[Dataset records on where objects are located]

----

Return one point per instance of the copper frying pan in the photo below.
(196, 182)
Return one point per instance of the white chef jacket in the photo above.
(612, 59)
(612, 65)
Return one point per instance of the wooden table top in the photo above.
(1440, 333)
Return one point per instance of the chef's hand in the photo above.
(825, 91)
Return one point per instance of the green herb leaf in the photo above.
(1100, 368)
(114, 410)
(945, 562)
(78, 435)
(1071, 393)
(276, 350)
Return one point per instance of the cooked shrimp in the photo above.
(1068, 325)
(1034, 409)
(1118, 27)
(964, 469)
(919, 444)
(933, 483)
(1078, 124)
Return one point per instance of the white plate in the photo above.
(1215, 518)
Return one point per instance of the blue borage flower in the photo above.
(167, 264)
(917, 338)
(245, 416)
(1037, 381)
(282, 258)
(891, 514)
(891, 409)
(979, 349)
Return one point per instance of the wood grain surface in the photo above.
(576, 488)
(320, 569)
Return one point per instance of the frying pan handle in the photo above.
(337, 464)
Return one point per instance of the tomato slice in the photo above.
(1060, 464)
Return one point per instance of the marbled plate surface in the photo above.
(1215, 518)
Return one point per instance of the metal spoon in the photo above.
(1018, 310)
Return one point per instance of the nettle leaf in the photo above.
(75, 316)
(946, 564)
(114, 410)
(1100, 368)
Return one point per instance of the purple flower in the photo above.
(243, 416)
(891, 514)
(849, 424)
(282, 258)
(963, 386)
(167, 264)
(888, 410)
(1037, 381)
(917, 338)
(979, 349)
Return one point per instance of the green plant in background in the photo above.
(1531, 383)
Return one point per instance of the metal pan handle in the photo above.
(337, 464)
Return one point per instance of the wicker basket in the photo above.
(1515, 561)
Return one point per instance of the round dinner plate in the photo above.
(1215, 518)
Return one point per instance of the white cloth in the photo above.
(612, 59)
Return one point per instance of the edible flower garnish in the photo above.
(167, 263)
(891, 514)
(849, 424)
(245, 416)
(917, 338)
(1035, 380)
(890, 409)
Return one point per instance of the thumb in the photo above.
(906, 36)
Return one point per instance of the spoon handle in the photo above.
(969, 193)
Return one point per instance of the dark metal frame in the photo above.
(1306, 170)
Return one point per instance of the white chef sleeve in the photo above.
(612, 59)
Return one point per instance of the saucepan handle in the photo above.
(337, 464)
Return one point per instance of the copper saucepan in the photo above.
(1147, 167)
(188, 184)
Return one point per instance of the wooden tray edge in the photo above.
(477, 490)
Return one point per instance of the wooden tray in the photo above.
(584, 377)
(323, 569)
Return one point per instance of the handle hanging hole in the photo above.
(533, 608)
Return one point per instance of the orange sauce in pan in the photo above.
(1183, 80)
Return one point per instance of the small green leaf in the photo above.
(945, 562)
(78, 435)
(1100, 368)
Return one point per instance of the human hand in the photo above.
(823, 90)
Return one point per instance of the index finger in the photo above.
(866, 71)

----

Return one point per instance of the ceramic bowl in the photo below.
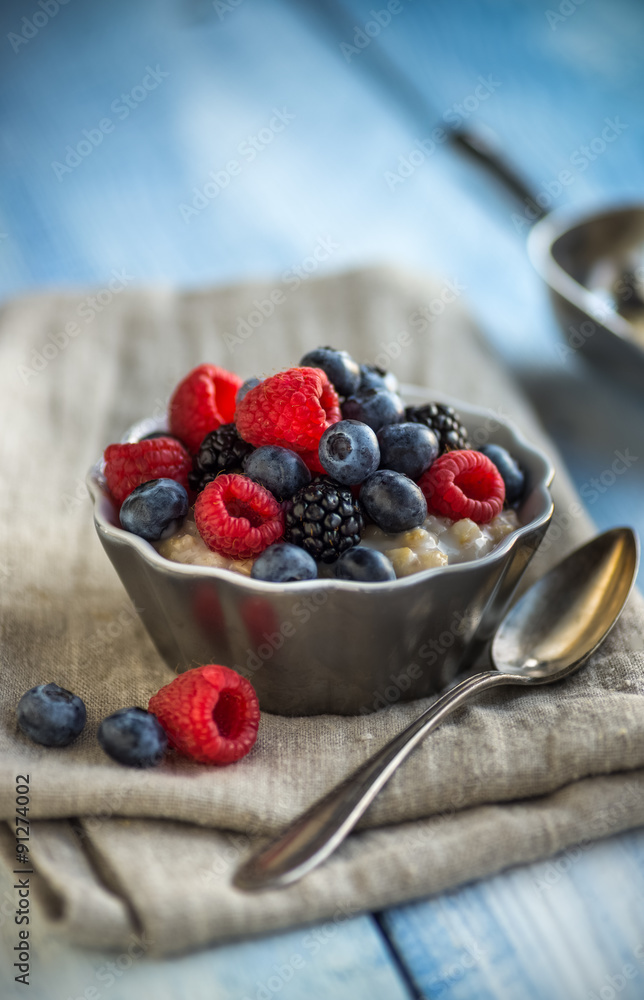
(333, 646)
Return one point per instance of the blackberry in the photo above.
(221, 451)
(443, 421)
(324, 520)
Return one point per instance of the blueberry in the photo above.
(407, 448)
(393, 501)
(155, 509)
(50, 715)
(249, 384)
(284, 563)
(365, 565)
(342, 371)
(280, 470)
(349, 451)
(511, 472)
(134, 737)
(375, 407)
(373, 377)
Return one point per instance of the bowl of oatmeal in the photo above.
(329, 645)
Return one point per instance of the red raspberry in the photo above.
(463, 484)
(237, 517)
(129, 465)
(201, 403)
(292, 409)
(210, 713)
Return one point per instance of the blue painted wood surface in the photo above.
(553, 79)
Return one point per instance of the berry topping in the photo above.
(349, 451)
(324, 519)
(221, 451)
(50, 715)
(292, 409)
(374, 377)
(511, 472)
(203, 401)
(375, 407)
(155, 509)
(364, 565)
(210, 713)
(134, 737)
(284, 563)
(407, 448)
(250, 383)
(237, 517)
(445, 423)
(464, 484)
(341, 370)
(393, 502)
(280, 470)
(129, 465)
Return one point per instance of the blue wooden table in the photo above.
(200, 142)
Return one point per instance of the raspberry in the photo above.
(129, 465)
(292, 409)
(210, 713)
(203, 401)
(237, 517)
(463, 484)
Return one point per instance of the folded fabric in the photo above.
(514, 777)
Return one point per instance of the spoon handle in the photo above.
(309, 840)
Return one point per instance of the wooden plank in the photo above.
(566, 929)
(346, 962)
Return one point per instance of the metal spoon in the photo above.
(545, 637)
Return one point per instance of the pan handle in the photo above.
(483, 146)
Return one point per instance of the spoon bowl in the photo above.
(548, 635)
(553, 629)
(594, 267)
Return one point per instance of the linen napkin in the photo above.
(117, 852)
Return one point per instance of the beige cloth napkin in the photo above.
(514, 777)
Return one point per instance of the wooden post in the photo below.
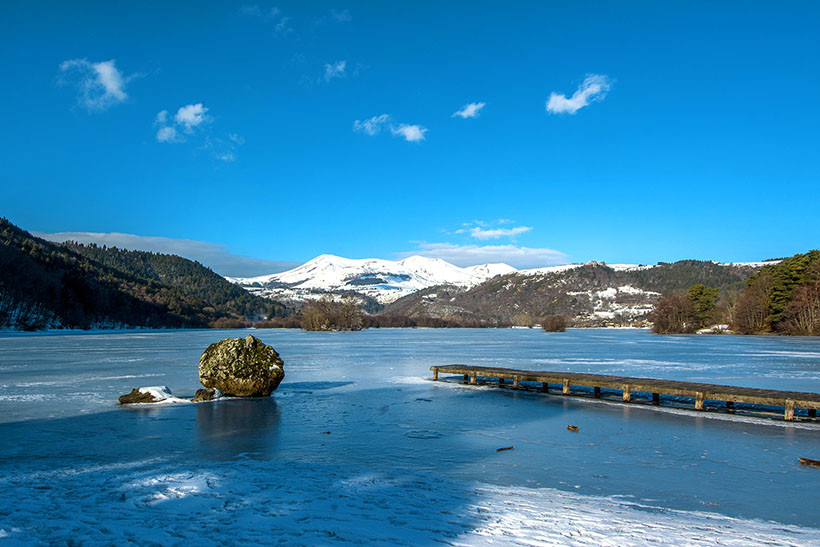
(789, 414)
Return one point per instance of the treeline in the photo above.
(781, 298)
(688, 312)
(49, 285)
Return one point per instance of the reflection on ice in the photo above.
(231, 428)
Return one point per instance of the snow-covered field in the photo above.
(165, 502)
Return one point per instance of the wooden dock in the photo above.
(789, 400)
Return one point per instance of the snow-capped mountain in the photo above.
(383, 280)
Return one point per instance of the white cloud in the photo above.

----

* **Goal**:
Swap "photo" for "image" in the lines starting at the one containing "Return one point per instance of the blueberry" and ending at the one containing "Return one point per instance of the white cloud", and give those lines again with nothing else changed. Leave the pictures out of your answer.

* **Task answer**:
Return one point per instance of the blueberry in the image above.
(407, 448)
(393, 501)
(155, 509)
(50, 715)
(249, 384)
(284, 563)
(365, 565)
(342, 371)
(280, 470)
(349, 451)
(511, 472)
(134, 737)
(375, 407)
(373, 377)
Return one point per instance of the bowl of oatmeal in the image above.
(329, 645)
Return one point per instance of the red raspberry in the image above.
(463, 484)
(237, 517)
(129, 465)
(201, 403)
(292, 409)
(210, 713)
Return one point per instance of the blue painted wood surface in the image above.
(553, 79)
Return one point per instance of the berry topping in the image above.
(349, 451)
(324, 519)
(221, 451)
(50, 715)
(292, 409)
(374, 377)
(511, 472)
(203, 401)
(375, 407)
(155, 509)
(364, 565)
(210, 713)
(134, 737)
(284, 563)
(407, 448)
(250, 383)
(237, 517)
(445, 423)
(464, 484)
(341, 370)
(393, 502)
(280, 470)
(129, 465)
Return one point per instance of the blue wooden table in the image above.
(200, 142)
Return one point per instance of the raspberry in the image above.
(129, 465)
(292, 409)
(210, 713)
(203, 401)
(237, 517)
(463, 484)
Return one point per instance of the folded fabric in the image above.
(514, 777)
Return one point per instance of the spoon handle in the image above.
(309, 840)
Return one point per instance of the wooden plank in the image above.
(566, 929)
(346, 962)
Return one point per instance of the metal spoon in the image above.
(545, 637)
Return one point per instance of the pan handle in the image above.
(483, 146)
Return one point per instance of the spoon bowl in the image above.
(548, 635)
(553, 629)
(594, 267)
Return one point per instance of the linen napkin in the image above.
(117, 852)
Return one point per instance of the beige cloth napkin in the image above.
(514, 777)
Return one point per instance of the wooden post in the image below.
(789, 414)
Return one point per instance of the treeline in the image above.
(781, 298)
(688, 312)
(49, 285)
Return one point per instance of the reflection on ice in the image above.
(231, 428)
Return one point per instance of the snow-covered field in the image above.
(165, 502)
Return one point per instance of the wooden dock in the image above.
(789, 400)
Return one point per instance of the snow-capped mountain in the image above.
(383, 280)
Return one point per instance of the white cloud in the image above.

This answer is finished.